• _Trecho do documento_

- - -

Onda regressiva provoca desmantelamento das políticas ambientais e traz incertezas para a Agenda Azul brasileira

por Franklin Jr

 

O desmantelamento das políticas ambientais [1], em geral, com incidências preocupantes na política de recursos hídricos (águas), em particular, entrepõe-se à trama do assédio generalizado ao princípio do não-retrocesso, que, no aglomerado tétrico de desacontecimentos, também abarca o desmonte do estado brasileiro e a corrosão das políticas públicas de viés socioambiental.

 

Este cenário regressivo, impulsionado pela grave crise político-institucional de 2016 (o golpe de estado parlamentar-midiático-judicial), também explicitou a cobiça internacional sobre os ativos e sobre o patrimônio natural brasileiro.

 

Potência econômica emergente na última década (quando se associou ao BRICS e trabalhava na perspectiva de uma inserção geopolítica afinada com o multilateralismo e a integração sulamericana), o Brasil virou a bola da vez de uma ofensiva de envergadura geopolítica (imperialista) e geoeconômica (do capital financeiro global e de corporações petrolíferas estrangeiras, dentre outras). 

 

Esse tipo de investida já atingiu outros países, inclusive por meio de guerras convencionais (com agressões bélicas devastadoras), mas, por aqui, parece bem sucedida apenas com o emprego de subornos financeiros (para bancar supostos “movimentos sociais” de natureza fascista, criados da noite para o dia, para comprar a aprovação do impeachment ilegal etc); com a cooptação de setores da plutocracia nacional (que o sociólogo Jessé Souza denomina “A Elite do Atraso”, aquela afeita à rapinagem e que padece do “complexo de vira-latas”), refratários às ideias de soberania popular, democracia e de soberania nacional; com a captura de figuras inseridas em postos estratégicos do aparelho estatal, movidos pela tentação autoritária; com a utilização de táticas fascistas de psicologia das massas, assim como desinformação e manipulação da opinião pública (apologia ao ódio e à intolerância), dentre outros estratagemas.

- - -

• _Entradas fornecidas_
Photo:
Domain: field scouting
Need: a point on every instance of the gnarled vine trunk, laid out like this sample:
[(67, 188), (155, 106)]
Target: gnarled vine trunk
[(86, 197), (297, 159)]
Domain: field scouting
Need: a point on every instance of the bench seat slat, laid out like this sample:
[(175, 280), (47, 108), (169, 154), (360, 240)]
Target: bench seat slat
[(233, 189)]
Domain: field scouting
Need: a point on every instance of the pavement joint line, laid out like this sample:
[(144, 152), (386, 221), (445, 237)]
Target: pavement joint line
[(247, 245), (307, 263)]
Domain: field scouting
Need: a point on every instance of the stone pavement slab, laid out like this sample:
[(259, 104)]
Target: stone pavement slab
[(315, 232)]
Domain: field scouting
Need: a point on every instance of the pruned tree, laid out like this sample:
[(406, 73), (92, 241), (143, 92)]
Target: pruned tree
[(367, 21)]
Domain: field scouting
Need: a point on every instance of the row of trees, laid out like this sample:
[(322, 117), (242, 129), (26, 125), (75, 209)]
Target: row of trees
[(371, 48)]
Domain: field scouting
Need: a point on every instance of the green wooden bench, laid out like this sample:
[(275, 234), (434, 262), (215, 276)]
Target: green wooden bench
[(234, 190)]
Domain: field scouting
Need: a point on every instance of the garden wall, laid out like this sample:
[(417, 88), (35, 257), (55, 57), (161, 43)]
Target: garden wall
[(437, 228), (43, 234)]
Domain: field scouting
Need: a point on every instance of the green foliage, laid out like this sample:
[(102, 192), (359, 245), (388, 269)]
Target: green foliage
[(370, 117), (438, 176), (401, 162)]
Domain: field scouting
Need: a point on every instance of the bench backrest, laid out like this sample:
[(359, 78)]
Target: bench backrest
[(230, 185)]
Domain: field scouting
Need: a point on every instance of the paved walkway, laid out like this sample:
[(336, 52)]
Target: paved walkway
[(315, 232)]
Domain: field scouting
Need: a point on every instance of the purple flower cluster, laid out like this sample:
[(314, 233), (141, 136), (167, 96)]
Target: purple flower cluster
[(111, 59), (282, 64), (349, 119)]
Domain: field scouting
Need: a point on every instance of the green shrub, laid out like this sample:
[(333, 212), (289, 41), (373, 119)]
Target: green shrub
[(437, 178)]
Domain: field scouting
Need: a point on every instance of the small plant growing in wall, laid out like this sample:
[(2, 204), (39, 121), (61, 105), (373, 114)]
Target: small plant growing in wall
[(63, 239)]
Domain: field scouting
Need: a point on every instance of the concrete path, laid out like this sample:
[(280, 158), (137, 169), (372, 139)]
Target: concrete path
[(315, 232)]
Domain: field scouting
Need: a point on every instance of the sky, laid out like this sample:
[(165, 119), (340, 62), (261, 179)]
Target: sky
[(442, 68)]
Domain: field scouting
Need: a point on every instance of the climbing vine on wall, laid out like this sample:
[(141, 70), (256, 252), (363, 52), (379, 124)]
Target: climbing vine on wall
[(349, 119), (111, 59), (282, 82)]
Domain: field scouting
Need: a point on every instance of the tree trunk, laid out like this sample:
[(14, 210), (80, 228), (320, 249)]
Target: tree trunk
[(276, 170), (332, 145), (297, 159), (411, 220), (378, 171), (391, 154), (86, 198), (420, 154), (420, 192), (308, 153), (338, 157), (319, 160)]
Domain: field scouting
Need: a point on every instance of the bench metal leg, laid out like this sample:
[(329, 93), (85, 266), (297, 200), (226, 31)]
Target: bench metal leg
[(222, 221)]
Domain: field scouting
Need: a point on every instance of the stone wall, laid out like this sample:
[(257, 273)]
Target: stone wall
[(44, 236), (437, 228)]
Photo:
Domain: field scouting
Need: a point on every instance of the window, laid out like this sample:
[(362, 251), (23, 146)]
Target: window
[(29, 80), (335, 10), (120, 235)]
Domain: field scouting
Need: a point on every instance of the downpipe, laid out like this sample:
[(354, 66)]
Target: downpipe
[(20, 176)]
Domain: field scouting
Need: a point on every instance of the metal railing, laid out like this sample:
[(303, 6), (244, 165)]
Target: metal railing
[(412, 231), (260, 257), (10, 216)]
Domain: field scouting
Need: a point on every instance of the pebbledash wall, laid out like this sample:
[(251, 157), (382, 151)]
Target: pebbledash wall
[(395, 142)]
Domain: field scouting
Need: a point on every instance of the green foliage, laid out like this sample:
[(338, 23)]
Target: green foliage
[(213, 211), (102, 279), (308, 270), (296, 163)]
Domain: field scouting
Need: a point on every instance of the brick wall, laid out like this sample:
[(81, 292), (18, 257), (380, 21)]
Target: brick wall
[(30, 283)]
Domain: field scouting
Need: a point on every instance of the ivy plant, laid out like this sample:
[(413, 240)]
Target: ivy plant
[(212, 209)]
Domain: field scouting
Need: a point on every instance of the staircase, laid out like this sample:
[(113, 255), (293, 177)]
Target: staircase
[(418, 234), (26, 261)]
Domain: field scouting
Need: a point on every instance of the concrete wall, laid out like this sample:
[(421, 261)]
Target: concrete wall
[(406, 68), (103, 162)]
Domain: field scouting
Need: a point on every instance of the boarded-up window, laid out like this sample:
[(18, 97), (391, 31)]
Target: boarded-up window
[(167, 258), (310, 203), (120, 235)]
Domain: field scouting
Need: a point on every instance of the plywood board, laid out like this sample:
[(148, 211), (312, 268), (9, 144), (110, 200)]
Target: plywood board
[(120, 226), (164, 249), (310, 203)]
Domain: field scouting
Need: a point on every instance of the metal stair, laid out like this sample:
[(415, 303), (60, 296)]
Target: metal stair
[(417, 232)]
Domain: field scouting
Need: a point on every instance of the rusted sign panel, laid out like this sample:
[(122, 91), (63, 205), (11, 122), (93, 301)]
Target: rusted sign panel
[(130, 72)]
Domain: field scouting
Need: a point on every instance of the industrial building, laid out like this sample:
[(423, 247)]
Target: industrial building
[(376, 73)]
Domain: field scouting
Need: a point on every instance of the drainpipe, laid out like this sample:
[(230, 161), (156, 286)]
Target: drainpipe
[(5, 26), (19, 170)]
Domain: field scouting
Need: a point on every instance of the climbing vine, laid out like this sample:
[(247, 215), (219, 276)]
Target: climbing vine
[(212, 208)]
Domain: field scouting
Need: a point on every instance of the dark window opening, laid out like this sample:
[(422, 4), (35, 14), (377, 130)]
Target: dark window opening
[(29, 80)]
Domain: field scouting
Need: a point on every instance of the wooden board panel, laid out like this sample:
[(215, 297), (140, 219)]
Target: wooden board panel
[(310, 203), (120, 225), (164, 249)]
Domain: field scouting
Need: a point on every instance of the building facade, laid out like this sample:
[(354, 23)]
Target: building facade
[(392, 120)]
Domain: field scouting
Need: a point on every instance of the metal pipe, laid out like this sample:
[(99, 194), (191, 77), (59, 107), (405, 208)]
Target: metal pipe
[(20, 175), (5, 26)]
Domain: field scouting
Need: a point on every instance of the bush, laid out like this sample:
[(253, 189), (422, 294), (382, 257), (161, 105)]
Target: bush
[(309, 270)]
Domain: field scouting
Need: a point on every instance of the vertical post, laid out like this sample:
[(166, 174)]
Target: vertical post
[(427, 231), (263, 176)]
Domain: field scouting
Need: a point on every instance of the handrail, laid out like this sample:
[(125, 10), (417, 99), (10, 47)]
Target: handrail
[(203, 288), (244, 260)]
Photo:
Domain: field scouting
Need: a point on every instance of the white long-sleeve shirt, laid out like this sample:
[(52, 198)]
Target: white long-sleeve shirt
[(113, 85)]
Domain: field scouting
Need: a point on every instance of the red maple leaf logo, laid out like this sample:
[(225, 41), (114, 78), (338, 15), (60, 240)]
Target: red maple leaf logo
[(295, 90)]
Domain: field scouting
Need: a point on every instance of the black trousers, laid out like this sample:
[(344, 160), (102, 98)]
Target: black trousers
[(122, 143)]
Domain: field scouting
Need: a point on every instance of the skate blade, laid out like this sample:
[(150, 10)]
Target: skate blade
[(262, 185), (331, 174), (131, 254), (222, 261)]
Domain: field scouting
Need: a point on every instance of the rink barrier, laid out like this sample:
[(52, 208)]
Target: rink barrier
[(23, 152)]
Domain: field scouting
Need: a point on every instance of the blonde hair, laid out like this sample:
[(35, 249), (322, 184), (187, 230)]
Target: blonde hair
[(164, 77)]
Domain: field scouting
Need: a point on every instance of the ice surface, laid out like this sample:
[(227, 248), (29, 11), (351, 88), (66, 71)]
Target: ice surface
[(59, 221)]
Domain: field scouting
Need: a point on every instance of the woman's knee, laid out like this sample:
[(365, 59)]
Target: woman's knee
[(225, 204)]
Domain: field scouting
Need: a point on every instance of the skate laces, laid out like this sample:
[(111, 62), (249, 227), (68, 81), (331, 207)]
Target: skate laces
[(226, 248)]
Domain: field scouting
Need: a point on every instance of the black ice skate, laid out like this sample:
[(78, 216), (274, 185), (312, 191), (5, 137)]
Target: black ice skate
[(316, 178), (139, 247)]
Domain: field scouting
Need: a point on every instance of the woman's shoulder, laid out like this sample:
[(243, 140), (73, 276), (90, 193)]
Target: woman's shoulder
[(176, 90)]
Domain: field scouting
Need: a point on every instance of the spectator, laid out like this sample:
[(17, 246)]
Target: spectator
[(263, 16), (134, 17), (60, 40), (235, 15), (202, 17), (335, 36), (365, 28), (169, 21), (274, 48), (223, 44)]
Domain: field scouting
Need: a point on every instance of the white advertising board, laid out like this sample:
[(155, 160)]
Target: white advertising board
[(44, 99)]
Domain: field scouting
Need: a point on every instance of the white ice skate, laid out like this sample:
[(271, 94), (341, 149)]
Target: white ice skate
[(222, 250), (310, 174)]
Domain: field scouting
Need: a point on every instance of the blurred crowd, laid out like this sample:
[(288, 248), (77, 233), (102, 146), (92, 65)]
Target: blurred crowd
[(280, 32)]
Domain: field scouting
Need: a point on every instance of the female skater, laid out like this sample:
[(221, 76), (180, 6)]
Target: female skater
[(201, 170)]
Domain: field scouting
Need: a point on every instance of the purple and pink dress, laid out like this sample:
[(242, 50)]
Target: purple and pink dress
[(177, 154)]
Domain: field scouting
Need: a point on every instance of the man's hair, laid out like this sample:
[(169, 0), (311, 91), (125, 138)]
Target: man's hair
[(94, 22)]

- - -

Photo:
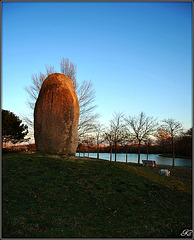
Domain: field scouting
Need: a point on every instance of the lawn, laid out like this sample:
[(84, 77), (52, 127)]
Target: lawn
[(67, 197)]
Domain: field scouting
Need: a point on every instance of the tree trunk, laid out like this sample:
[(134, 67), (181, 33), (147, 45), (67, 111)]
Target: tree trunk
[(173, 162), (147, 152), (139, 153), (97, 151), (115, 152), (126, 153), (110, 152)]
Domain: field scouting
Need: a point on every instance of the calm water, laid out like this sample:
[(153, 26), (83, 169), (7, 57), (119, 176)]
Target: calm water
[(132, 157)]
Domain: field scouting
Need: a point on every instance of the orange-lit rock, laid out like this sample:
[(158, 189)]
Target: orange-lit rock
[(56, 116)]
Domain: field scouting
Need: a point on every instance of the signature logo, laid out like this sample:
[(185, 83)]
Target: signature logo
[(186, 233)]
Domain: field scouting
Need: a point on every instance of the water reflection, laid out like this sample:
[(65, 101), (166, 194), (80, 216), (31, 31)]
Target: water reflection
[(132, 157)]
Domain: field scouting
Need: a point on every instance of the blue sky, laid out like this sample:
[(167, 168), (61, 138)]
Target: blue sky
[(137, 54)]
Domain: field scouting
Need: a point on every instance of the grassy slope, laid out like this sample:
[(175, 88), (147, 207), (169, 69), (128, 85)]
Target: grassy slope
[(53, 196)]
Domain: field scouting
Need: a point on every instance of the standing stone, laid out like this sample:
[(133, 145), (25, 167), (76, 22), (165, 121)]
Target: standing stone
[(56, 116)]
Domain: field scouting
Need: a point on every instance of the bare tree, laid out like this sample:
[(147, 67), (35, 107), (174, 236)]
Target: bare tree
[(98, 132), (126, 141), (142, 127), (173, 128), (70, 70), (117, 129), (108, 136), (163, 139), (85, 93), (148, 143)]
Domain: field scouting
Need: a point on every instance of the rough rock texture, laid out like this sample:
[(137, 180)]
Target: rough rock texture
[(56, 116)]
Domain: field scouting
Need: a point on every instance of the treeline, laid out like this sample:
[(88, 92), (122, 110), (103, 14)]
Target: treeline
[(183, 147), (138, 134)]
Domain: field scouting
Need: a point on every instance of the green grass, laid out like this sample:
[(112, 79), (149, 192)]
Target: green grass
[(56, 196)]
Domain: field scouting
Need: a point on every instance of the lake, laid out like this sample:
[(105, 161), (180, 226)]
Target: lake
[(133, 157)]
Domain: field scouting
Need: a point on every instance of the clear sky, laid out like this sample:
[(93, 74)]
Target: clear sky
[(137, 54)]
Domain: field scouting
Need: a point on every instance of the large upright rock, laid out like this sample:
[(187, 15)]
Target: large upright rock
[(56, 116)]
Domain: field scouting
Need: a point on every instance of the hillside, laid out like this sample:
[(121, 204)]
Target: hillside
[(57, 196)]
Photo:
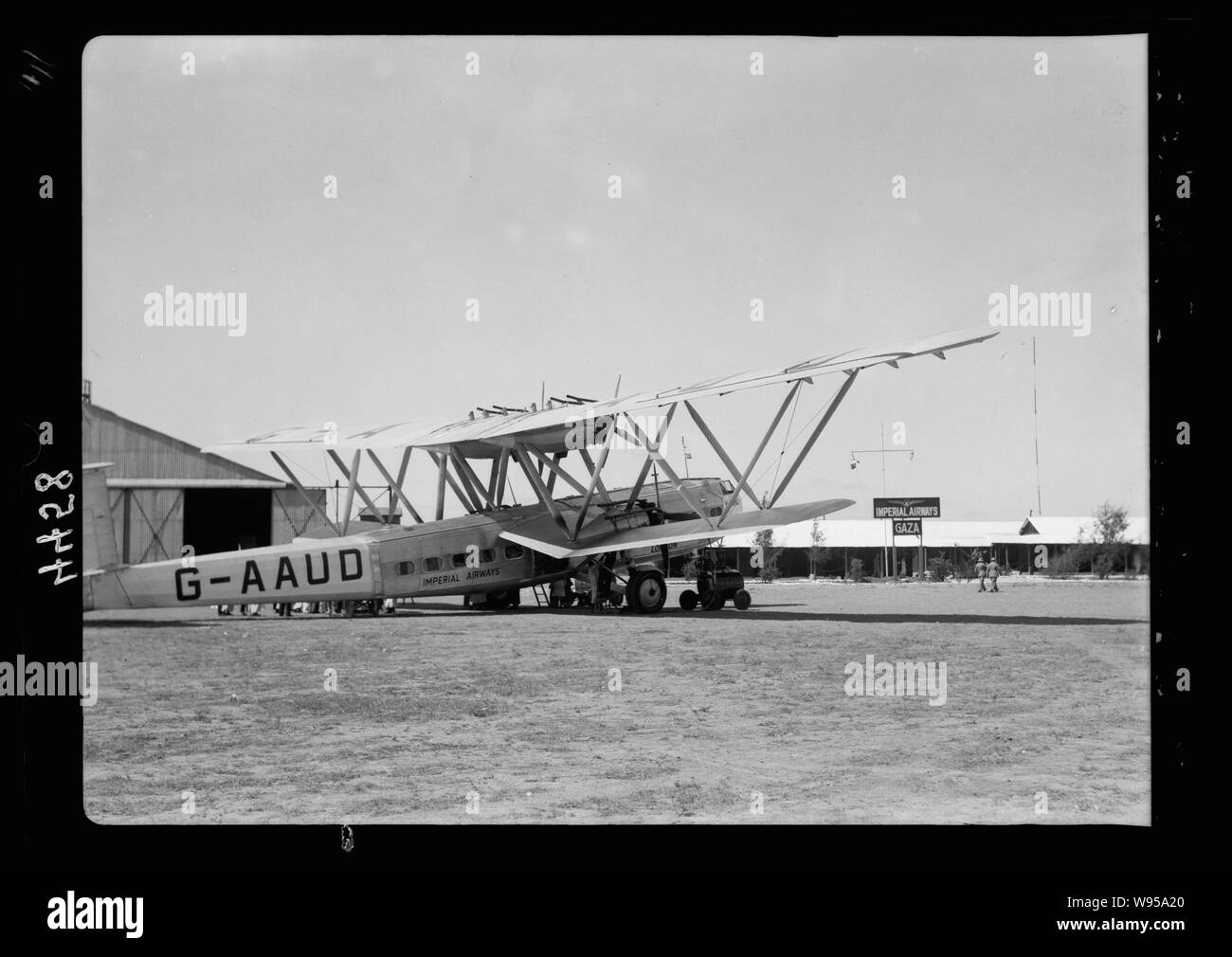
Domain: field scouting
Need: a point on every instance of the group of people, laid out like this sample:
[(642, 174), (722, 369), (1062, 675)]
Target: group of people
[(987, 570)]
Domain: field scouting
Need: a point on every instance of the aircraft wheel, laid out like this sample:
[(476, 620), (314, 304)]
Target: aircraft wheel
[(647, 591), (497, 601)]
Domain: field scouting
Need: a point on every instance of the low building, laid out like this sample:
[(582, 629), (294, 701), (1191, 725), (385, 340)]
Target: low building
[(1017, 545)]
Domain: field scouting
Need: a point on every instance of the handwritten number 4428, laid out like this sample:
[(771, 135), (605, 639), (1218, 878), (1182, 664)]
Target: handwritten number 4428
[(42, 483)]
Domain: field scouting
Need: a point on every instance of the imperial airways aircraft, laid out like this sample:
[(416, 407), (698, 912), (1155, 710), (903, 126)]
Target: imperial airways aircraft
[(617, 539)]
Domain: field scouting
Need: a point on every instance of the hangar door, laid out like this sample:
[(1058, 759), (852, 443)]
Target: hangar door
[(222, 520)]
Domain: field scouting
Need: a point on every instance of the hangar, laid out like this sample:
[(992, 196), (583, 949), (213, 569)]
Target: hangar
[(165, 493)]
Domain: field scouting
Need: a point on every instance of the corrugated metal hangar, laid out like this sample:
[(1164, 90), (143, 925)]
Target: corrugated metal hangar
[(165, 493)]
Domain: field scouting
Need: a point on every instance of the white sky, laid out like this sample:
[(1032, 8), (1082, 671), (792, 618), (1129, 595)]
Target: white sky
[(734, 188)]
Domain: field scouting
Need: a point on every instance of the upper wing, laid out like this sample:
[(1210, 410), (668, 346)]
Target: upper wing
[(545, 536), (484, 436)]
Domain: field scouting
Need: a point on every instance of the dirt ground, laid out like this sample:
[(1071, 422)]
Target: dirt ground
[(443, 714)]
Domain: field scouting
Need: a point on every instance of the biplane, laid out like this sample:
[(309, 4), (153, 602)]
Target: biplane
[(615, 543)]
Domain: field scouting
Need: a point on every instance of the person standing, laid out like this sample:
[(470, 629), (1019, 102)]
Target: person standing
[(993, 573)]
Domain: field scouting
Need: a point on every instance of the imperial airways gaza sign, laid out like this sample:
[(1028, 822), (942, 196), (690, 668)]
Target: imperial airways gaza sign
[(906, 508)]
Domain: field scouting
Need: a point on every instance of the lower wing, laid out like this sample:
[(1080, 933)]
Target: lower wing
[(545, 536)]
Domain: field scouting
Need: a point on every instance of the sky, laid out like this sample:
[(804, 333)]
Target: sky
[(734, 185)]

- - -

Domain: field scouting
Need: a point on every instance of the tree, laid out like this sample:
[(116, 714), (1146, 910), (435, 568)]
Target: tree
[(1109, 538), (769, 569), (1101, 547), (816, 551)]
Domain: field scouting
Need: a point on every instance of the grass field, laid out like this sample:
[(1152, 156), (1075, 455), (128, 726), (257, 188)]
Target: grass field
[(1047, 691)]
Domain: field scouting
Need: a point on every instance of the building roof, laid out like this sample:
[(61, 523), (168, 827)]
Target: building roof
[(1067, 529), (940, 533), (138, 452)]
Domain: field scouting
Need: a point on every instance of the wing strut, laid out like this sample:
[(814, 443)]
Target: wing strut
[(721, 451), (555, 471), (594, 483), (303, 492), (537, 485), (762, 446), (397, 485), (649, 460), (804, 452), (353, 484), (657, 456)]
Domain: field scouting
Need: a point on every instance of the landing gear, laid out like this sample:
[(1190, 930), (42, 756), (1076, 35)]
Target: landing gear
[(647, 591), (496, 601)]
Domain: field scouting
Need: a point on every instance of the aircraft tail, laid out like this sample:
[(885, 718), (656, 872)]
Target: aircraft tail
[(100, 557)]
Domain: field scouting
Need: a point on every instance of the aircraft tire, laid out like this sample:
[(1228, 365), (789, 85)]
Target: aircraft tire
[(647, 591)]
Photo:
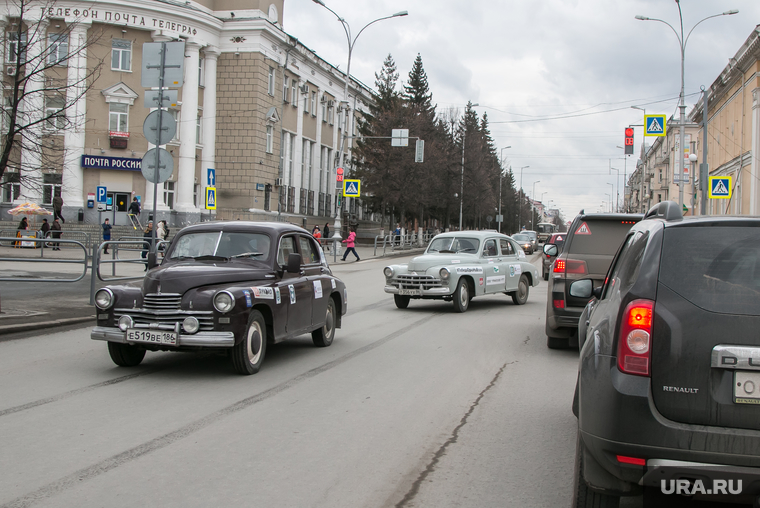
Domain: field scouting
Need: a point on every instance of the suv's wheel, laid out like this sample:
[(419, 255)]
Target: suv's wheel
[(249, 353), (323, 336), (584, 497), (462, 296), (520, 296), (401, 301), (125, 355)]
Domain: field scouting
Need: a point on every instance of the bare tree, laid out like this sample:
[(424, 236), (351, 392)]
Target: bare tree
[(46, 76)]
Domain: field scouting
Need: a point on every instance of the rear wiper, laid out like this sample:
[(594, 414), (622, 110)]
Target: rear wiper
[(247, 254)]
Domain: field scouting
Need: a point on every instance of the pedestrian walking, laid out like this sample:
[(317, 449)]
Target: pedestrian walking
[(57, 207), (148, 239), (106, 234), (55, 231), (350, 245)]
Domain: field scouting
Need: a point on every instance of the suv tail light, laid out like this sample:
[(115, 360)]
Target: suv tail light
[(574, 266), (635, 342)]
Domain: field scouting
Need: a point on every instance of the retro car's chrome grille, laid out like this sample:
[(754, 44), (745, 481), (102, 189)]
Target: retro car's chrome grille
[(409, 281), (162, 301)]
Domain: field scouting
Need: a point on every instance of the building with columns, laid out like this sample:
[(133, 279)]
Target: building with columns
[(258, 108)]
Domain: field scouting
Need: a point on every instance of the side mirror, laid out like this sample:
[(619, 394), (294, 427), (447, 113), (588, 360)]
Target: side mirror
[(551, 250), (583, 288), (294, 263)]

- - -

• _Tarefas propostas_
[1] Segundo o trecho do documento, que denominação o sociólogo Jessé Souza dá aos setores da plutocracia nacional ali mencionados?
[2] Filtre as entradas e transcreva cada linha em que apareça a palavra "advertising".

• _Respostas_
[1] Ele os denomina “A Elite do Atraso”.

[2]
Need: a point on every instance of the white advertising board, laid out like this sample:
Target: white advertising board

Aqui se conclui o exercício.